> Dataset records:
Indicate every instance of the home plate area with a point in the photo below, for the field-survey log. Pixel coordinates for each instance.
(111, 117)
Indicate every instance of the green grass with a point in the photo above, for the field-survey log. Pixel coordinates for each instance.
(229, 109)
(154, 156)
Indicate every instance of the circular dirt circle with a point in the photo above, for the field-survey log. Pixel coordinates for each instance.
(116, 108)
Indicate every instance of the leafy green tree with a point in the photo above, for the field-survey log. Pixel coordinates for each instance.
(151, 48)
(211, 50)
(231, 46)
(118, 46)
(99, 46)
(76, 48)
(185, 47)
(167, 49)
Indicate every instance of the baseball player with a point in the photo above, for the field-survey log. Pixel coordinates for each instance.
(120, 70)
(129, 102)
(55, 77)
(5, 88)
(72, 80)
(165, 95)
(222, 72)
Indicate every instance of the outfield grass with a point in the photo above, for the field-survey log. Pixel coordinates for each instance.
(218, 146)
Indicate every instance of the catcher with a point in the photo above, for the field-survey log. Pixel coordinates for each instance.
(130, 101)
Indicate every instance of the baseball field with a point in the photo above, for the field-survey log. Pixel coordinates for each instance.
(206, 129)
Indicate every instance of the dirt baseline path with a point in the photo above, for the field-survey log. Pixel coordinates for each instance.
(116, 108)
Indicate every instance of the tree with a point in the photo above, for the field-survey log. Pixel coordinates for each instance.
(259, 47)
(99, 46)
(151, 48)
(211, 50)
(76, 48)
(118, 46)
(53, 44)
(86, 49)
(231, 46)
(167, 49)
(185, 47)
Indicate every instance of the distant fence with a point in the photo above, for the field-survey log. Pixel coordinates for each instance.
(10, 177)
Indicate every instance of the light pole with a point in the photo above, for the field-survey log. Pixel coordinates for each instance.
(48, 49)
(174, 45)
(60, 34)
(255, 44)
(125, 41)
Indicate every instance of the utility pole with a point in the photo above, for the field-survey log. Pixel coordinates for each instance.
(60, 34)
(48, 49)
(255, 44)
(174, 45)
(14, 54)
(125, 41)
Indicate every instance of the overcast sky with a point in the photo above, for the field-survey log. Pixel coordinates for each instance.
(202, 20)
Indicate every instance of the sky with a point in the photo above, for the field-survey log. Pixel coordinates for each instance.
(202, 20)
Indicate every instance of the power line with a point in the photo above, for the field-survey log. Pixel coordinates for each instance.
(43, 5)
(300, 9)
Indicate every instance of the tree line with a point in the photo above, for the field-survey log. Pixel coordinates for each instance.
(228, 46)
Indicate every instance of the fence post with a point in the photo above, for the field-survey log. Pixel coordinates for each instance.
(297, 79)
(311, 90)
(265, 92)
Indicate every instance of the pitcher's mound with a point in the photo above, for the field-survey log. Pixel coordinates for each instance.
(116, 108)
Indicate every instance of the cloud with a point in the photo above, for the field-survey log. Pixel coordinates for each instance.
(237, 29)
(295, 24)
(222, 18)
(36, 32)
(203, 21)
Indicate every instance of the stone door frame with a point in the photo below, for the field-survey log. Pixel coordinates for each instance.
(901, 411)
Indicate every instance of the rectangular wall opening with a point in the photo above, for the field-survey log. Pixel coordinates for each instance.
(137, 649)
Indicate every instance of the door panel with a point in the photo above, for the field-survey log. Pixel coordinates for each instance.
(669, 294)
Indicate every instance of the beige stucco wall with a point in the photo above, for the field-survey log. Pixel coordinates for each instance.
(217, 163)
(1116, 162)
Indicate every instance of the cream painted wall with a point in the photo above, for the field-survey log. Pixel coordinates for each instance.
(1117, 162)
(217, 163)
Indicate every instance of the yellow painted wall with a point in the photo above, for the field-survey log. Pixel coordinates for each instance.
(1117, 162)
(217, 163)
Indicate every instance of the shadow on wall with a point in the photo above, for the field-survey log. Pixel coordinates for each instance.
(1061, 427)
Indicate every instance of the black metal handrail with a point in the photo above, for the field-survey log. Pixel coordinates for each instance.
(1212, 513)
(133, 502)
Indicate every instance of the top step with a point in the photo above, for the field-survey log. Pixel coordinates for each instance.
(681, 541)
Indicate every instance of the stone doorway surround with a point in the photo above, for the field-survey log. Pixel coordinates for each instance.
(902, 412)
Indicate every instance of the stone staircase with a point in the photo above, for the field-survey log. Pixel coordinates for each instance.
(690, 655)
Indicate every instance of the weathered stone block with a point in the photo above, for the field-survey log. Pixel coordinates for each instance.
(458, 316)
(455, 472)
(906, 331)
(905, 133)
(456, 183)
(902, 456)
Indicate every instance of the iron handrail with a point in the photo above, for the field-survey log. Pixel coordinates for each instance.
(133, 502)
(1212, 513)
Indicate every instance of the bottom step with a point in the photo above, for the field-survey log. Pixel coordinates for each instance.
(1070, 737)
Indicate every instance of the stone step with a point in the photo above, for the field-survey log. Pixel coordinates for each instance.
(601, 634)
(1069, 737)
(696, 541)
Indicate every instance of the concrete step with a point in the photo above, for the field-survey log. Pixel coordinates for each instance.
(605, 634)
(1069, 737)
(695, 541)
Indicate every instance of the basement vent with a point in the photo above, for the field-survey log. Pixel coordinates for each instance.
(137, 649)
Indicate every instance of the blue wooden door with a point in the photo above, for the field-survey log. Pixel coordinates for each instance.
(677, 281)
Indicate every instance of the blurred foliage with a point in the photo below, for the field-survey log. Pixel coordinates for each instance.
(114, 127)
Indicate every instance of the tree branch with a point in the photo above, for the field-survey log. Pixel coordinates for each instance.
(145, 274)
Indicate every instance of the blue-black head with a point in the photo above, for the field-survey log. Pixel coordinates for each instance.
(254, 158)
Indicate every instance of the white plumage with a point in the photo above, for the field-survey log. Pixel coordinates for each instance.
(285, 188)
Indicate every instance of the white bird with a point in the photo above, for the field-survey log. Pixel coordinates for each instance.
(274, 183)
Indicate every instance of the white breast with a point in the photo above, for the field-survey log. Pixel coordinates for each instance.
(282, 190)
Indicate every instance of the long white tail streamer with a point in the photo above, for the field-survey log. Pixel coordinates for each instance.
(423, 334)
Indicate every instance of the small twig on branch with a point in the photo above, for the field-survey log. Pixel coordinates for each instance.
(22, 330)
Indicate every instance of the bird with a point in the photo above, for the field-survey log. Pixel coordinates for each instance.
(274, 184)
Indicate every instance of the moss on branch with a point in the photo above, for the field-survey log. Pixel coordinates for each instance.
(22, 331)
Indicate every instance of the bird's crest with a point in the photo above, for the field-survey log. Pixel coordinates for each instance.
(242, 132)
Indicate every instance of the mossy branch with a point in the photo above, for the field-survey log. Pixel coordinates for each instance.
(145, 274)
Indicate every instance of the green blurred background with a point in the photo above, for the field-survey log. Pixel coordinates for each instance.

> Exercise description:
Copy out every record above exactly as written.

> Solution for this exercise:
Indicate every instance of the home plate area with a point in the photo below, for the field-survey log. Pixel coordinates for each instance.
(111, 117)
Indicate every instance of the green grass with a point in the photo above, for the field-survey log. Pixel coordinates for each instance.
(229, 109)
(154, 156)
Indicate every instance of the circular dirt circle with a point in the photo above, for the field-survey log. Pixel coordinates for each instance.
(116, 108)
Indicate every instance of the leafy green tree with a point in the photo above, for the field-survey log. Pixel coordinates for each instance.
(151, 48)
(211, 50)
(231, 46)
(118, 46)
(99, 46)
(76, 48)
(185, 47)
(167, 49)
Indicate every instance of the baseball player with a point in the photo above, for the field-survey log. Pixel coordinates for each instance.
(120, 70)
(129, 102)
(55, 77)
(5, 88)
(72, 80)
(165, 95)
(222, 72)
Indicate every instance of the outfield grass with a point in the photo above, for the field-survey log. Pixel coordinates for each instance.
(218, 146)
Indicate every instance of the catcher with a point in the photo above, for the field-survey log. Pixel coordinates for each instance.
(130, 101)
Indicate every instance of the baseball field with a point in the photo above, for the field-survey log. Pixel coordinates for each instance.
(206, 129)
Indicate every instance of the dirt baseline path with a point in the photo above, for the field-survey log. Pixel coordinates for each instance.
(116, 108)
Indicate every instance of the tree with a point in the photo above, for the field-survey log. Pixel coordinates for each instance.
(259, 47)
(99, 46)
(151, 48)
(211, 50)
(76, 48)
(118, 46)
(53, 44)
(86, 49)
(231, 46)
(167, 49)
(185, 47)
Indicate every instance of the distant fence with a point in the photo above, for the field-survey log. Pixel coordinates for each instance.
(10, 177)
Indicate every instance of the light pole with a point in the photo above, for the field-survey log. Pixel coordinates for each instance.
(48, 49)
(174, 45)
(60, 34)
(255, 44)
(125, 41)
Indicate every instance of the utility pole with a point in the photo above, for the field-survey log. Pixel coordinates for each instance.
(60, 34)
(48, 49)
(255, 44)
(174, 45)
(14, 54)
(125, 41)
Indicate every instance of the overcast sky with a point in the photo above, for the field-survey log. Pixel coordinates for each instance.
(202, 20)
Indicate every instance of the sky with a point in the photo above, for the field-survey log. Pixel coordinates for each instance.
(202, 20)
Indicate every instance of the power line with a point in the photo above, for the field-survey log. Pixel coordinates for each instance.
(43, 5)
(300, 9)
Indicate every instance of the tree line with a point in the photo above, for the field-survey log. Pixel coordinates for each instance.
(228, 46)
Indicate every instance of the fence post with a point in the photo above, for the field-survey log. Pixel coordinates for each instance.
(297, 79)
(311, 90)
(265, 92)
Indicate every instance of the pitcher's mound with a point in the photo above, for the field-survey log. Pixel coordinates for each instance.
(116, 108)
Indicate every instance of the cloud with a point in the photo above, for the field-survey log. Pixel coordinates for each instance.
(237, 29)
(295, 24)
(222, 18)
(36, 32)
(203, 21)
Indicate every instance of the stone door frame with a point in the photo below, for the field-survey log. Pixel coordinates for each instance.
(901, 411)
Indicate every instance of the rectangular wall opening with a point in the photo above, for the field-survey log. Pixel coordinates for each instance.
(137, 649)
Indicate every instance of the door panel with a point in the photo above, for the field-survey log. Pixel coordinates for each instance.
(669, 294)
Indicate every instance of the beige stucco wall with a point in the photo above, for the field-survey log. Pixel coordinates for each instance.
(217, 163)
(1116, 162)
Indicate every instance of the cream painted wall with a point in the photo above, for the field-survey log. Pixel coordinates for each instance.
(1117, 162)
(217, 163)
Indicate every instance of the yellow painted wall with a point in the photo above, for the field-survey log. Pixel coordinates for each instance.
(1117, 162)
(217, 163)
Indicate every instance of the shadow on wall with a point in the photo above, for the field-survey log. Pixel coordinates for each instance.
(1061, 427)
Indicate every instance of the black metal handrail with a point in the photo above, for the field-survey log. Pixel coordinates for each instance.
(1212, 513)
(133, 502)
Indicate every instance of the top step with a point in the photo above, for the field-survey log. Pixel coordinates for each instance.
(681, 541)
Indicate every instance of the stone doorway surround with a point in the photo above, for the field-survey log. Pixel coordinates for each instance.
(902, 412)
Indicate every instance of the stone staircase with a point in the photo above, for the field-survey log. Pixel coordinates for each instance.
(690, 655)
Indicate every instance of the weathered stone block with a point in the photo above, for the field-survey log. Pixel coordinates for each instance.
(458, 316)
(455, 472)
(906, 331)
(905, 133)
(456, 183)
(902, 456)
Indicate every instance of the iron handrail with a point in the photo above, for the field-survey log. Pixel coordinates for each instance.
(133, 502)
(1212, 513)
Indicate every instance of the bottom step with a point in the photo above, for the field-survey log. Pixel coordinates for each instance.
(1070, 737)
Indicate every instance of the stone step with a point in the photo above, for the field-survey log. Pixel coordinates for each instance.
(601, 634)
(1069, 737)
(696, 541)
Indicate every instance of the concrete step with a point in the photo above, for the field-survey log. Pixel coordinates for each instance.
(605, 634)
(1069, 737)
(695, 541)
Indicate every instance of the basement vent with a point in the photo above, for the field-survey log. Pixel coordinates for each instance.
(137, 649)
Indicate every instance of the blue wooden door with a point in the photo above, for the field-survey log. Pixel coordinates for each instance.
(677, 281)
Indicate every instance of the blurred foliage with a point in the photo below, for the field-survey log. Pixel coordinates for each instance.
(114, 127)
Indicate every instance of the tree branch with a point in the photo above, for the field-survey log. Pixel coordinates for each instance.
(145, 274)
Indicate every instance of the blue-black head with a point in the photo above, for the field-survey log. Pixel coordinates for each instance.
(254, 158)
Indicate every instance of the white plumage with a point in the photo above, for the field-survey log. Pixel coordinates for each instance.
(285, 188)
Indicate every instance of the white bird with a point in the photo above, for the field-survey log. Pixel coordinates for each instance.
(274, 183)
Indicate every instance of the white breast with a point in the photo above, for the field-survey log. Pixel coordinates for each instance.
(282, 190)
Indicate every instance of the long white tail streamer with a point in the photo above, for the field-survey log. Pixel coordinates for each instance.
(423, 334)
Indicate every instance of the small twig on branch with a point in the photo above, for the field-survey log. Pixel coordinates for each instance.
(22, 330)
Indicate every instance of the bird with a point in the photo above, for the field-survey log. Pixel coordinates for each instance.
(274, 184)
Indicate every instance of the moss on branch with a point in the photo above, for the field-survey log. Pixel coordinates for each instance.
(22, 331)
Indicate every instance of the bird's crest with a point in the photo above, for the field-survey log. Pixel coordinates for each instance.
(242, 132)
Indicate every instance of the mossy branch with a point in the photo above, for the field-survey log. Pixel coordinates for each instance.
(145, 274)
Indicate every instance of the green blurred background with a point in the photo above, for the field-survey log. Pixel coordinates for each instance.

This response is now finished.